>>>
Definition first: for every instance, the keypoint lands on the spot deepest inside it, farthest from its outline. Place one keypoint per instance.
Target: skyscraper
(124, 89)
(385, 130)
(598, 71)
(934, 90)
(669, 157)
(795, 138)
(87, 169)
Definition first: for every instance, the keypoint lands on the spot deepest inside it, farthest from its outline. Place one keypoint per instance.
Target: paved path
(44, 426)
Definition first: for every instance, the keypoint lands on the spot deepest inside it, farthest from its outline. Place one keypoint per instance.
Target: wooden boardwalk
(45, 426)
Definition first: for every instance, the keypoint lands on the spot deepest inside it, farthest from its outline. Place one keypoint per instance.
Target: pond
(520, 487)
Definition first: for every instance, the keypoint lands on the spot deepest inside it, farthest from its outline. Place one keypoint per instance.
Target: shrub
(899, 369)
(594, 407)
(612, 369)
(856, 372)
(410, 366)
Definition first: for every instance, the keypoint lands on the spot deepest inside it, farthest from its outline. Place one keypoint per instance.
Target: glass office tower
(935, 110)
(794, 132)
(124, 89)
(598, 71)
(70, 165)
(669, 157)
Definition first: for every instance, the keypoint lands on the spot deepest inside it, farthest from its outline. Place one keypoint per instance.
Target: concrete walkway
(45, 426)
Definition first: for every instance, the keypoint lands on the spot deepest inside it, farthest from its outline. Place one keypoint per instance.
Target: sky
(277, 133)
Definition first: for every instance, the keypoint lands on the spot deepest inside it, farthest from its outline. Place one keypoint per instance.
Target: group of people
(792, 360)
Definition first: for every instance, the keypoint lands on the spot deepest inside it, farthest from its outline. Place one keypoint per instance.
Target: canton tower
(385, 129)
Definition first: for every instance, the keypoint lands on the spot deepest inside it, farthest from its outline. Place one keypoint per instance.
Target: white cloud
<<<
§ **About this task**: With no line omitted, copy all the data exactly.

§ **Solved problem**:
Definition first: for every instance, the keypoint lands on the spot deepest inside it, farthest from its outline. Place one keypoint per instance.
Target: skyscraper
(124, 89)
(385, 130)
(598, 71)
(934, 90)
(669, 157)
(795, 138)
(87, 169)
Definition first: for every instance, the keypoint lands on the spot deepest inside it, farthest from its outline. Place one keypoint per instance.
Target: paved path
(44, 426)
Definition first: for every instance, the keypoint lands on the spot deepest inside it, farthest from its outline. Place one keypoint per instance.
Target: wooden boardwalk
(45, 426)
Definition first: for every instance, the keypoint lands on the spot deepest inside it, farthest from its outline. Place one keypoint per instance.
Target: pond
(520, 487)
Definition first: for every instance, the keypoint lands on the spot deepest inside it, farthest from its outline. Place one keypoint per instance.
Target: shrub
(899, 369)
(594, 407)
(612, 369)
(856, 372)
(410, 366)
Definition first: for every instance, the keypoint lands on the spot deepest inside it, farthest from its outline. Place one keypoint per instance.
Target: glass office tower
(935, 110)
(794, 132)
(124, 89)
(598, 71)
(70, 165)
(669, 157)
Definition first: for every instance, the keypoint lands on the spot deepest inside it, farthest from its outline. Place one keypoint per instance.
Target: concrete walkway
(45, 426)
Definition first: for every instance, the keypoint lands on the spot deepest inside it, farthest from its outline. Place one keypoint per instance.
Target: sky
(277, 133)
Definition first: for every instance, the keypoint lands on the spot deepest inside it, farthest from its outline. Place one keypoint per instance.
Target: group of people
(792, 360)
Definition first: for every instance, the keypoint lands on the spot deepest inside it, farthest from its outline. Place one keypoint per instance.
Target: canton tower
(385, 129)
Definition first: for every instance, the keypoint lands on the spot deepest inside it, farthest from its outline. Place one keypoint per instance.
Target: white cloud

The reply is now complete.